▶ _Text to read_:
** START **

Character encoding
- steve
- Best practices
- May 3, 2011
This morning, someone asked an interesting question.
Last time I worked with the actual HTML design of emails (a long time ago), <head> was not really needed. Is this still true for the most part? Any reason why you still want to include <head> + meta, title tags in emails nowadays?
There are several bits of information in the <head> part of an HTML document that can affect the rendering of it – there’s the doctype, which will control the html rendering model, there’s often some css which will control the styling, and there’s often a meta tag that states what character set is used in the document.
That last one is interesting in the case of a piece of HTML that’s being sent as part of a MIME email – as MIME already has a perfectly good way of specifying the character set a message has, as part of the Content-Type header. I looked at a few bulk messages I’d received recently and, sure enough, most of them include the <head> section, and have a meta tag in there that defines the character set. All of them have a character set defined in the Content-Type header. Sometimes those character sets didn’t match:
Content-Type: text/html; charset=us-ascii
Content-Transfer-Encoding: 7Bit
<html>
<head>
<title></title>
<meta http-equiv=”Content-Type” content=”text/html; charset=windows-1252″>
<meta name=”title” content=”New CS5.5 Web Premium” />a snippet from this mornings email
What happens when they don’t match? I don’t think it’s defined anywhere. Time for some empirical testing.
Testing! For Science!
I needed to create some test emails which would be visibly different depending on which character set the mail client decided to use. I picked out two character sets – ISO-8859-15 and ISO-8859-16, as they differ from each other and from ISO-8859-1 enough that I could differentiate them just by the way two characters were rendered.
The byte 0xfd renders as e-with-a-tail (ę) in ISO-8859-16 and as y-acute (ý) in the other two character sets, while 0xa4 renders as the generic currency symbol (¤) in ISO-8859-1 and as a euro symbol (€) in the other two. I included the characters in two different ways in each test message – once as a raw character in the body of the message (=a4 or =fd in quoted-printable format), and once as a numeric HTML entity (¤ or ý).

** END **

Entries from a pointing dataset:
** START **

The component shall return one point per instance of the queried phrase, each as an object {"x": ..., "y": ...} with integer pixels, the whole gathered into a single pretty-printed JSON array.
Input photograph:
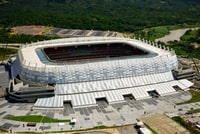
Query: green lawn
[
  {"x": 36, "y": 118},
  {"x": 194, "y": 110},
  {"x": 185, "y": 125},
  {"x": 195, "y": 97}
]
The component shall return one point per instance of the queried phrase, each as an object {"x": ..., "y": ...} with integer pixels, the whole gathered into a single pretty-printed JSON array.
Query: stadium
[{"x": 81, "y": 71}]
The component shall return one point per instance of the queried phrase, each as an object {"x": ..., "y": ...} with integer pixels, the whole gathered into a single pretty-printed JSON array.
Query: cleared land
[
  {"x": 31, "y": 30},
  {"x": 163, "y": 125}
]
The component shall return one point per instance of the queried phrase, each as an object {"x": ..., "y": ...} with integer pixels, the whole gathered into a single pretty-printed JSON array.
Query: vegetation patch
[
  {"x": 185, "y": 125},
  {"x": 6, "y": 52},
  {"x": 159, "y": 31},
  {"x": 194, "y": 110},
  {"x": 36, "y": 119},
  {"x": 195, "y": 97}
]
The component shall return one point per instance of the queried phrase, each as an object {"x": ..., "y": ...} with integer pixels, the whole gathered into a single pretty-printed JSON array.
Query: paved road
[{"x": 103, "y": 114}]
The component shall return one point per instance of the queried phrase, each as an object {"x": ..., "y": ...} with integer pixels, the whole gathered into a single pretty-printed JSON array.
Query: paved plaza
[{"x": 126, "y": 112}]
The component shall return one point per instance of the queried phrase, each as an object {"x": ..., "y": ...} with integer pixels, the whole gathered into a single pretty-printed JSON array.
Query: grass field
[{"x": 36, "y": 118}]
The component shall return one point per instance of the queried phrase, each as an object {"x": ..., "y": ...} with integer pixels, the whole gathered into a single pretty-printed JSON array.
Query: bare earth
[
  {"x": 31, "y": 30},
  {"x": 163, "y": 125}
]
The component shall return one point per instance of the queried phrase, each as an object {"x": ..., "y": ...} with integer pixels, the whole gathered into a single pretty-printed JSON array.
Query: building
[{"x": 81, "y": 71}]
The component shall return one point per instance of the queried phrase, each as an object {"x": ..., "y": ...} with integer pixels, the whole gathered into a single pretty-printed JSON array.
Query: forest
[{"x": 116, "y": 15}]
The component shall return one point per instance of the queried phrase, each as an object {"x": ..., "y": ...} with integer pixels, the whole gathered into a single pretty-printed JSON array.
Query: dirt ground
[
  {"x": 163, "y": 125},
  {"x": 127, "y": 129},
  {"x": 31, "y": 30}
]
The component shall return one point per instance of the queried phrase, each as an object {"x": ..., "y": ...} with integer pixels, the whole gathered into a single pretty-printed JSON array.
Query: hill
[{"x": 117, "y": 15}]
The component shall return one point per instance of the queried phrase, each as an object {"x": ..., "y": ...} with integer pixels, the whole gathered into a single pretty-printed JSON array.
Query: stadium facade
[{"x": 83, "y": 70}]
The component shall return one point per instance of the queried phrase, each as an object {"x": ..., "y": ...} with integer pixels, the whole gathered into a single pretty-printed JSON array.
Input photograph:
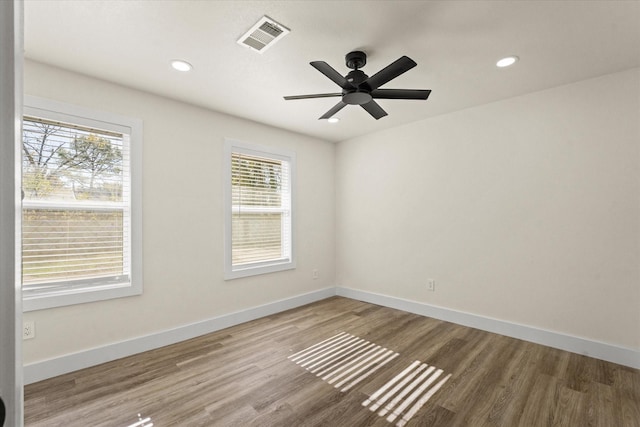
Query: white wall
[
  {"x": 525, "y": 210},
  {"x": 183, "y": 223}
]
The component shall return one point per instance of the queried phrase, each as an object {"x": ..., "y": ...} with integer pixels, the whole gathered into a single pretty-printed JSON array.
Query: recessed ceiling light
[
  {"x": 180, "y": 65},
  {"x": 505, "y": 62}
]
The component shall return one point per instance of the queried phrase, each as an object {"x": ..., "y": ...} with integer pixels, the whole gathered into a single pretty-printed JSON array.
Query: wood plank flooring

** END **

▶ _Given task A_: Which character sets are named in the post on character encoding in email? List each one once.
▶ _Given task B_: Carry on with the post about character encoding in HTML email, starting right after its final sentence.
Nothing in the records is needed for this work.

▶ _Written reply A_: us-ascii, windows-1252, ISO-8859-15, ISO-8859-16, ISO-8859-1

▶ _Written reply B_:
This is what I found:
Mail client | Mime charset | HTML meta charset | Raw character | HTML entity |
---|---|---|---|---|
Mail.app | -15 | -16 | -15 | -1 |
Gmail | -15 | -1 | ||
Mail.app | -16 | -15 | -16 | -1 |
Gmail | -1 | -1 | ||
Mail.app | -15 | none | -15 | -1 |
Gmail | -1 | -1 | ||
Mail.app | none | -16 | broke | -1 |
Gmail | -1 | -1 | ||
Mail.app | us-ascii | -16 | broke | -1 |
Gmail | -1 | -1 |
There are several things to see from this data. The simple one first – regardless of which character set I declared, and where I declared it, both mail clients rendered characters written as HTML numeric entities (“¤”) consistently in ISO-8859-1. (This isn’t really a surprise, as it’s how the HTML specs define them.)
Raw characters were much less consistent. Mail.app consistently used the character set declared in the MIME Content-Type header when it was set to something reasonable, and ignored the encoding in the HTML meta tag. Giving it an unreasonable character set in the Content-Type header caused it to render 0xfd as a double dagger (‡), which makes no sense at all in any character set I can find. Gmail managed to render the raw character in ISO-8859-15 correctly, but gave up and fell back to using ISO-8859-1 for everything else.
Conclusions
There are a few things we can conclude from this, I think, even though it really needs some comparisons with different mail clients, and some testing with other character sets (including unicode and some of the asian sets).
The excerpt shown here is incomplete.